ページ抜粋:
============================================================

次々襲い来る悲惨なできごとに、互いに関わり合いながら、向き合うすべを探しだしてゆく。
家族物語ではあるけれど、ありがちな甘ったるさや湿っぽさはない。
だからこそか、かえって深いつながりを感じた。
過激で痛々しくて、でもユーモラスで哀しく暖かい物語。
彼らみな、愛おしい。
いつの日か、また読み返しそう。 -
上巻に続き、下巻も並べました。
アーヴィングの作品は、ストーリーが紡がれていくという表現が最も近いです。
語りのうまさ。
意外な展開、意外な展開、で引き込んでいくうまさ。
笑って、泣いて、夢中になって、そんなお伽噺を読んだ頃を大人になっても味わえます。是非、読んでみて下さい。 -
生きている間、不幸な出来事は不意に起きる。
それはもうどうしようもないことだ。
ベリー家が、家族の誰かを失ったり大切なものを奪われたりした後、悲しみは漂う、という表現がよくされる。それは一家が、悲しみは一人で抱え込むものじゃないと考えているからだ。悲しみは、家族みんなで共有するもの。だから悲しみは漂うけれども、ただひとりで悲しみに暮れる人はいない。

============================================================

必須課題:
1. 抜粋のうち、「意外な展開、意外な展開、で引き込んでいくうまさ。」から始まり「で悲しみに暮れる人はいない。」まで続く部分を、一字も変えずに書き写しなさい。
2. 抜粋によると、ベリー家は悲しみをどのようなものと考えているか。
3. 次の(a)〜(c)の記述が抜粋の内容と合っているかどうかを、それぞれ「はい」か「いいえ」で答え、根拠となる抜粋の語句をそのまま引用しなさい。
(a) この家族物語には、ありがちな甘ったるさがある。
(b) アーヴィングの作品は、ストーリーが紡がれていくという表現が最も近い。
(c) ベリー家には、ただひとりで悲しみに暮れる人がいる。

保存済みの行:
============================================================

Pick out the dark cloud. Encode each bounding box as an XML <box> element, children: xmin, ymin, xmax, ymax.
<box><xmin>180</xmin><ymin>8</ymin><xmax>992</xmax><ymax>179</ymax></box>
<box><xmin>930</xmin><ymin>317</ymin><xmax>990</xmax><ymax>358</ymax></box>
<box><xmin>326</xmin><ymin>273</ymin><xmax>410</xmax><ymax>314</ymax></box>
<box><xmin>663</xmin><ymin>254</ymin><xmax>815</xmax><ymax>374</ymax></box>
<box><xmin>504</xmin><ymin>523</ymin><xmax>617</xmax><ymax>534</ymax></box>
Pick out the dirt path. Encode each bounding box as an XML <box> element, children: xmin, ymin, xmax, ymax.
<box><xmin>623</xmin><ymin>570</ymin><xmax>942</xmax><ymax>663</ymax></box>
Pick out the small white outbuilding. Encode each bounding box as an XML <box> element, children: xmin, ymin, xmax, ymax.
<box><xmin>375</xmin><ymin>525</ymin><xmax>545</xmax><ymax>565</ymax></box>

============================================================

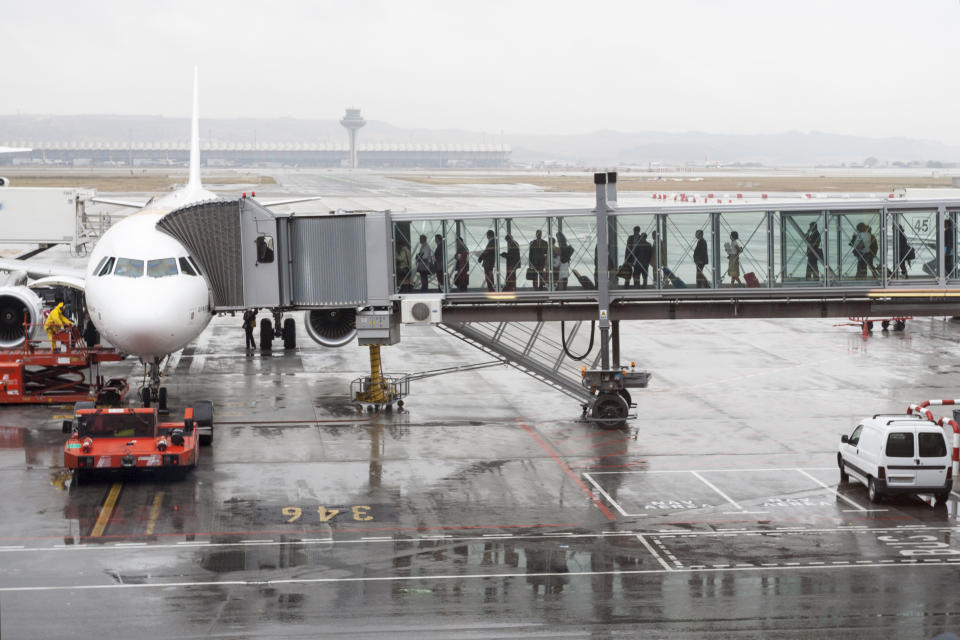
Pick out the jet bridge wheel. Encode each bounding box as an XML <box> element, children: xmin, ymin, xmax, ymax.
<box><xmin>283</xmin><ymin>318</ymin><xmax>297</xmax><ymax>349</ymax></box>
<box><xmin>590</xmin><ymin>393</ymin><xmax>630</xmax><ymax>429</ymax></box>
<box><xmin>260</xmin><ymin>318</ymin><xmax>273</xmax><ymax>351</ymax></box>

============================================================

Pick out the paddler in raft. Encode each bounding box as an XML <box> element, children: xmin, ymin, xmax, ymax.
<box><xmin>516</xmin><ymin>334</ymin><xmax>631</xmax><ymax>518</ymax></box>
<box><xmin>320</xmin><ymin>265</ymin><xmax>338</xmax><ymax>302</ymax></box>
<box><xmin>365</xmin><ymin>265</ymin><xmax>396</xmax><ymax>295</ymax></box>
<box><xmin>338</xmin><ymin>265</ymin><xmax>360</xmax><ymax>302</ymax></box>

============================================================

解答例:
1.
意外な展開、意外な展開、で引き込んでいくうまさ。
笑って、泣いて、夢中になって、そんなお伽噺を読んだ頃を大人になっても味わえます。是非、読んでみて下さい。 -
生きている間、不幸な出来事は不意に起きる。
それはもうどうしようもないことだ。
ベリー家が、家族の誰かを失ったり大切なものを奪われたりした後、悲しみは漂う、という表現がよくされる。それは一家が、悲しみは一人で抱え込むものじゃないと考えているからだ。悲しみは、家族みんなで共有するもの。だから悲しみは漂うけれども、ただひとりで悲しみに暮れる人はいない。

2. 一人で抱え込むものではなく、家族みんなで共有するものだと考えている。

3.
(a) いいえ。「ありがちな甘ったるさや湿っぽさはない」
(b) はい。「アーヴィングの作品は、ストーリーが紡がれていくという表現が最も近いです」
(c) いいえ。「ただひとりで悲しみに暮れる人はいない」